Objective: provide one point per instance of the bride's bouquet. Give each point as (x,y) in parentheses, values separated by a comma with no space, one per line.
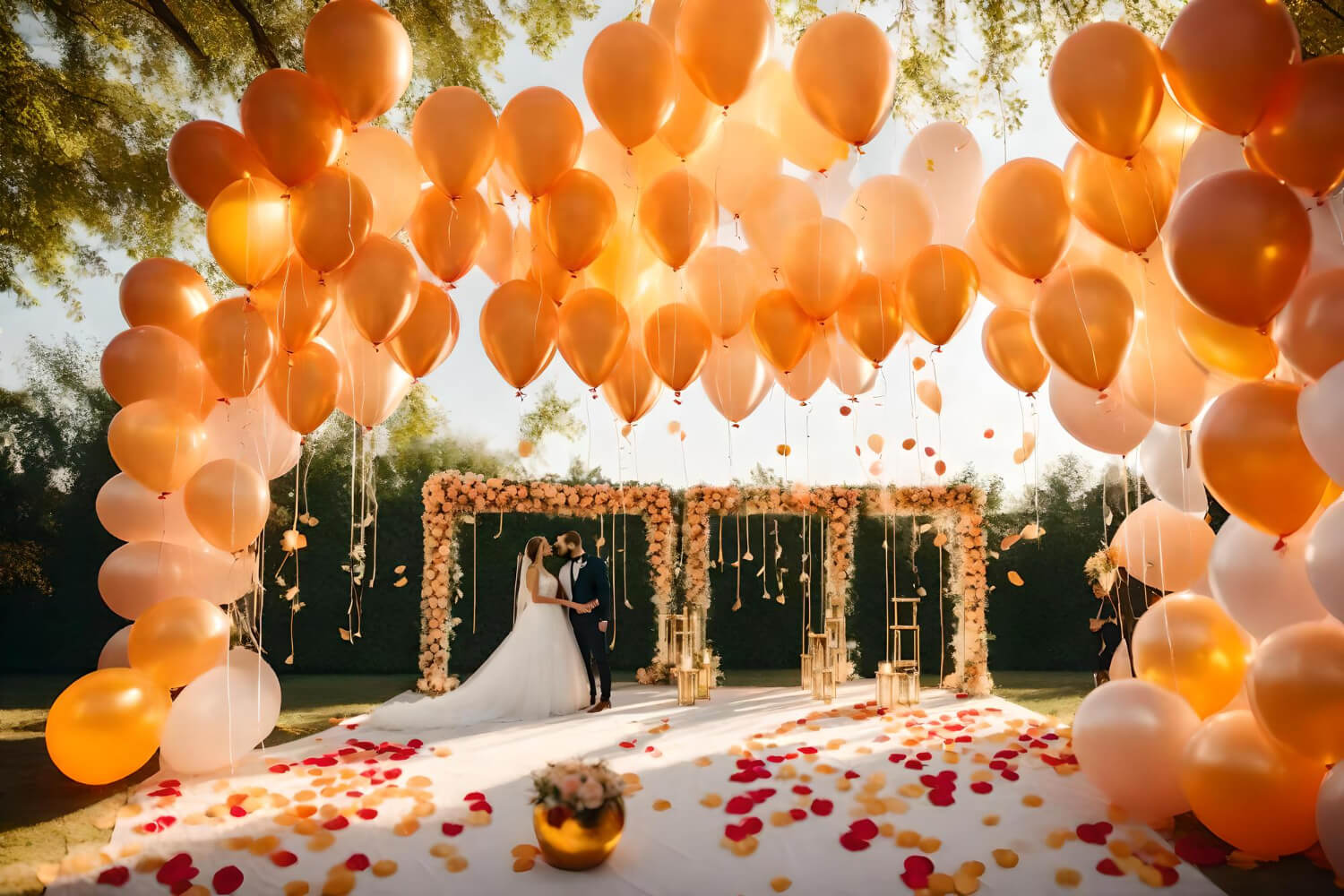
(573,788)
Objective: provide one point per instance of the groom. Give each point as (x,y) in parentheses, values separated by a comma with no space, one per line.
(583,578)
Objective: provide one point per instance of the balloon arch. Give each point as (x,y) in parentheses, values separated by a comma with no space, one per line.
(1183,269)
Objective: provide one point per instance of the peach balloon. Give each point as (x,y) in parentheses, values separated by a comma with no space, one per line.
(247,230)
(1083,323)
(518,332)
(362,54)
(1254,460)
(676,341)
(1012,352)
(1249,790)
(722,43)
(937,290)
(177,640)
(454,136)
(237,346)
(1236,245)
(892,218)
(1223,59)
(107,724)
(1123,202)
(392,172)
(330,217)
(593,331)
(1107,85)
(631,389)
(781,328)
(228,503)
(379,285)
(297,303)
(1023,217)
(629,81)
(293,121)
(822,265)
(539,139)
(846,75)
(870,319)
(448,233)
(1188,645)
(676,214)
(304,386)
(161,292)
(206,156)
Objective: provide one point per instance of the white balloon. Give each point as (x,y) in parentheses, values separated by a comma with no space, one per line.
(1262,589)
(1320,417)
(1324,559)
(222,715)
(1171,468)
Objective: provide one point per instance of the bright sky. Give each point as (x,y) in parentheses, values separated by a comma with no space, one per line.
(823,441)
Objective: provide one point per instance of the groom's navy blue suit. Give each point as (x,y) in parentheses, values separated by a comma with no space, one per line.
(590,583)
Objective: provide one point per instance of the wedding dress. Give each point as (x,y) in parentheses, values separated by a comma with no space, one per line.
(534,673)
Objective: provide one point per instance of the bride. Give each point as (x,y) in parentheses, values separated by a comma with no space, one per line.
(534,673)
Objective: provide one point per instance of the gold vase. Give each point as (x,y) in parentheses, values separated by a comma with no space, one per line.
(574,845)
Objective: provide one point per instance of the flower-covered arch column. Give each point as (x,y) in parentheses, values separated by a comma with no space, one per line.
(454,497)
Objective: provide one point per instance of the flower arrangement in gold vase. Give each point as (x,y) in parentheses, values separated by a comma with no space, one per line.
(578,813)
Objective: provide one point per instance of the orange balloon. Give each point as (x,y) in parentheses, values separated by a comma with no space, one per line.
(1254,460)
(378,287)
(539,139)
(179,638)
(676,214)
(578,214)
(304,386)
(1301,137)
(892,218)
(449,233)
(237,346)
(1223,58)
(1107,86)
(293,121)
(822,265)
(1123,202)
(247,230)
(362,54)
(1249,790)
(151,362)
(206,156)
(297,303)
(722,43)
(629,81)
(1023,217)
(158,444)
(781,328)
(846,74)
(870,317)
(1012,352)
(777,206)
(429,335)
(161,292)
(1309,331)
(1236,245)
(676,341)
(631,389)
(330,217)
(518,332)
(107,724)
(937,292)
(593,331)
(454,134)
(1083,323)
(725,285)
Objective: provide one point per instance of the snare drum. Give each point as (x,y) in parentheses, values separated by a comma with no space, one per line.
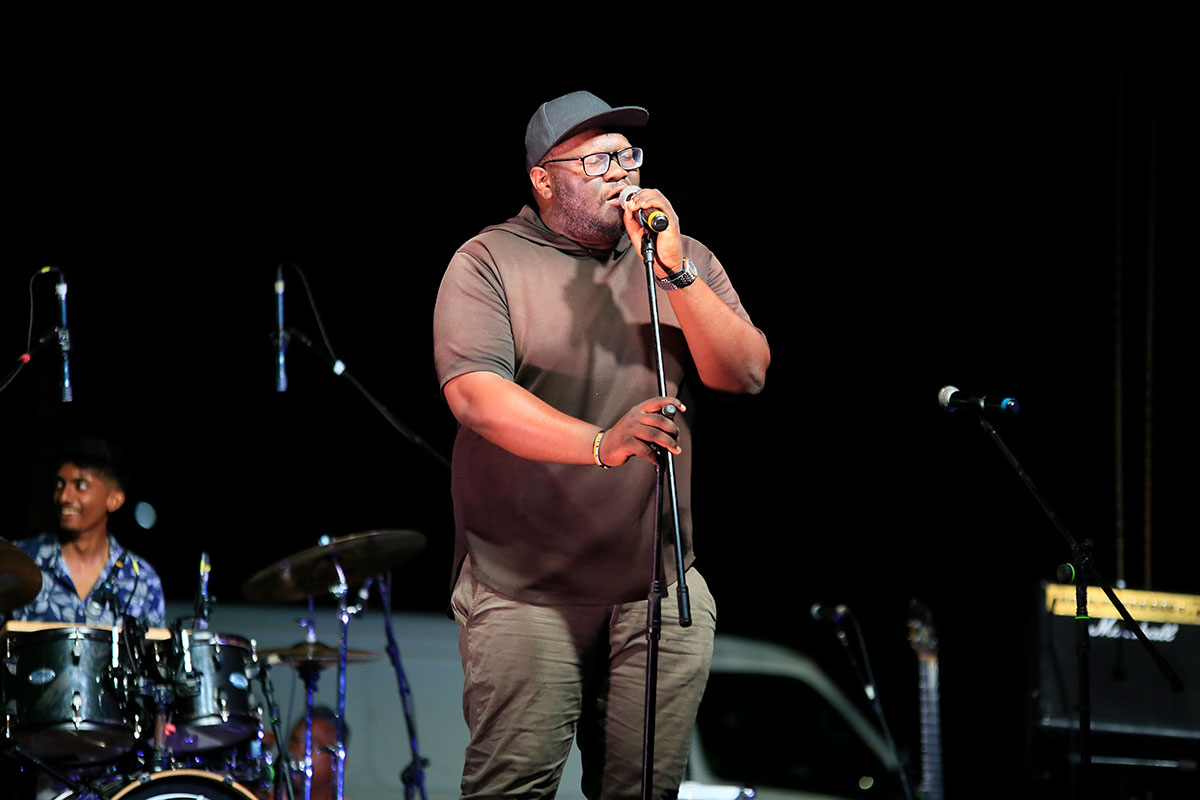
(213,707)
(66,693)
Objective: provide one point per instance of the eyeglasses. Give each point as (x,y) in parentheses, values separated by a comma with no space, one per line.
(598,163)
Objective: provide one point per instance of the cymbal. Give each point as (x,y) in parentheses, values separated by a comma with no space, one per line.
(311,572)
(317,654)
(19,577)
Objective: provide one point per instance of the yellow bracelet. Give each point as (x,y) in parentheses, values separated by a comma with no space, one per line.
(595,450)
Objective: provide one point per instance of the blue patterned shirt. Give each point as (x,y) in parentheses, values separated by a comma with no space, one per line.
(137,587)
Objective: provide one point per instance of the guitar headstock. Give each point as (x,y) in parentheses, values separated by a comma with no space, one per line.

## Requirement
When copying the listing, print each line exactly but leave out every picture.

## Answer area
Objective: provide one point per instance of the bride's bouquet. Give each point as (x,y) in parentheses, values separated by a comma with no space, one per line.
(573,788)
Objective: provide one point per instance of the groom. Give each point as (x,y) in parentheses, values separated by a comma with no space, one per line.
(583,578)
Objective: provide one point per instance of the balloon arch. Give each point as (x,y) in parentheses, values separated by a comma with no space, one per line.
(1183,269)
Objective: provide one point per instance of the peach balloon. Give each point as (x,y) in parentheses, values separated by a comma with no space, one per line.
(247,230)
(1083,323)
(518,332)
(362,54)
(1254,460)
(676,341)
(1012,352)
(1249,790)
(722,43)
(937,290)
(177,640)
(454,136)
(237,346)
(1236,245)
(892,218)
(1223,59)
(107,724)
(1123,202)
(392,172)
(330,217)
(593,331)
(1107,85)
(631,389)
(781,328)
(228,503)
(379,285)
(297,303)
(1023,217)
(629,81)
(293,121)
(822,265)
(539,139)
(846,75)
(870,319)
(448,233)
(1188,645)
(676,214)
(304,386)
(161,292)
(206,156)
Objective: provide one point per instance of the white balloon. Give each point as (x,y) in parentheses, values separated by a comma with no space, one per line.
(1262,589)
(1320,417)
(1324,559)
(222,715)
(1171,468)
Objective: provide one point per instance of the bright sky. Give each point as (x,y) in parentheses, values separated by a comma with no space, one per line.
(823,441)
Objective: provide one point per instance of the groom's navy blue suit. Give each point as (x,y) in parentheses, values separated by a comma with no space, one per line.
(590,583)
Objective: provide one point per instance of the wedding dress. Give each point as (x,y) in parentheses, values separated by a comma with no space, one per line.
(534,673)
Objective: provide one point per instance of the bride. Give each point as (x,y) in parentheses, values separated by a comma with no space, one per line.
(534,673)
Objective: provide one point per instance of the gold vase. Give each point as (x,y) in parentheses, values separated by a comma with no space, one per line.
(574,845)
Objective: provide one point per instance of the flower-covered arch column. Give each point as (x,y) in parentheses, values separated by a comma with no space, one per line.
(454,497)
Objective: provide one point per instance of the flower arrangement in gold vase. Give each point as (x,y) in parentheses, values separated by a comma with no space, one per line.
(578,813)
Objective: provide one point per instance of the orange balloon. Give each point as (x,y) in parentheses, values separated by a comma with no space, one per line.
(1254,460)
(378,287)
(539,139)
(179,638)
(676,214)
(578,214)
(304,386)
(1301,137)
(892,218)
(449,233)
(237,346)
(1223,58)
(1107,86)
(293,121)
(822,265)
(1123,202)
(247,230)
(362,54)
(1249,790)
(151,362)
(206,156)
(297,303)
(722,43)
(629,81)
(1023,217)
(158,444)
(781,328)
(846,74)
(870,317)
(1012,352)
(777,206)
(429,335)
(161,292)
(1309,331)
(1236,245)
(676,341)
(631,389)
(330,217)
(518,332)
(107,724)
(937,292)
(593,331)
(454,134)
(1083,323)
(725,285)
Objective: provide one point per instance of the snare drum. Give each point as (x,y) in parentheses, values separated by a comma with no space, one per line.
(213,707)
(66,693)
Objective: provide one point per instance of the eyeglasses. Give each point as (x,y) in parentheses, values separated by a comma with no space, one per line.
(598,163)
Objective: provide one point per instance of the cymbal. Give each point as (x,y) in parentheses, values separated by a comma with no space, one per line.
(311,572)
(317,654)
(19,577)
Objective: provide one point per instance of the yellow bracelet. Give each point as (x,y) in parentheses, values separated by a comma with no space, one per line.
(595,450)
Objective: provide one point per instance of the blue patterned shirt. Give each point as (x,y) in parentheses, values separated by a comma with no space, one per line.
(137,587)
Objective: provide one point per instance of the guitar headstock. Give each point as (x,y) in parentheses, values separated by a comma with no space, one per line.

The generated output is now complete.